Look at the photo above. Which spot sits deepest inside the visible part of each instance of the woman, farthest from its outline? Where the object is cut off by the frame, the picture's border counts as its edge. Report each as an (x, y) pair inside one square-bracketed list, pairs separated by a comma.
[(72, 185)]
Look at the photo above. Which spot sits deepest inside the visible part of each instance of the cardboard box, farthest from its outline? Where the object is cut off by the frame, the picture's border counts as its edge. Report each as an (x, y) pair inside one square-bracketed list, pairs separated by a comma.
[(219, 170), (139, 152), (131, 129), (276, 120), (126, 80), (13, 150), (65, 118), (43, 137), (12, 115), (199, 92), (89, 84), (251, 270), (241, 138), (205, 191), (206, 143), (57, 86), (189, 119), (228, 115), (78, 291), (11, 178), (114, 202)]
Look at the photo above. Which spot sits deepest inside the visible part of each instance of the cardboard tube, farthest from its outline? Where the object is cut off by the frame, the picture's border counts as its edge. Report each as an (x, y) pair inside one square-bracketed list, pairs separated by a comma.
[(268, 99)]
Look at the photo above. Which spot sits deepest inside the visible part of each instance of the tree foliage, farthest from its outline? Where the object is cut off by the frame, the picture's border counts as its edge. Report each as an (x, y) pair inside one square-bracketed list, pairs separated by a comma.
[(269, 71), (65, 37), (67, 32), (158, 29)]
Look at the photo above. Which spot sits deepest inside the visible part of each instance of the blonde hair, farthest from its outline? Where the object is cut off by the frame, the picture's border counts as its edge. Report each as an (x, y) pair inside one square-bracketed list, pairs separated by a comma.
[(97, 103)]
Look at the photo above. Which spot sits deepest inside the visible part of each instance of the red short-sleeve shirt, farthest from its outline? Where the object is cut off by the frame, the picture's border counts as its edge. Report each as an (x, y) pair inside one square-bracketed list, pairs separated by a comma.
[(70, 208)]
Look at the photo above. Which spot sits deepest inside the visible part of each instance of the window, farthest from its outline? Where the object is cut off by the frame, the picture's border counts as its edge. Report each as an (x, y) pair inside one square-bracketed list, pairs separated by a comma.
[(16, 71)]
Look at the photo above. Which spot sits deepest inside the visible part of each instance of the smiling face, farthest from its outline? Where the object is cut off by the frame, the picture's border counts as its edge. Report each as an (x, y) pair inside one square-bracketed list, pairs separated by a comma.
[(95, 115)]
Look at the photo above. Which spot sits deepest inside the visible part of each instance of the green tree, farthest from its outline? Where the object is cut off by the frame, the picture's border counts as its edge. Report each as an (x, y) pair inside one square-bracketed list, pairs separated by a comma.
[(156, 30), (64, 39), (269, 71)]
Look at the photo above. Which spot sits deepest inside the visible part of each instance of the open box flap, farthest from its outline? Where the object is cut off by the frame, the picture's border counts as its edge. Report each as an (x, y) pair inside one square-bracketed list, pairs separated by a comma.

________________________________________

» Exercise: Rewrite the rows starting with the line containing "of the tree" and going on through the line containing "[(269, 71), (65, 37), (67, 32), (158, 29)]", replacing "tree foliage" with "leafy canopy" and leaving everything else unchanged. Return only those lines.

» Exercise response:
Look at the photo above. Which spot sits deepest inside the visible part of each instance of the leafy canopy, farthest from its outline? Where the object is cut off by the frame, the picture's border counts as its edge. Report each as an (x, y) pair inside one square-bracketed list, pairs separated by a comma.
[(269, 71), (65, 37), (67, 32), (158, 29)]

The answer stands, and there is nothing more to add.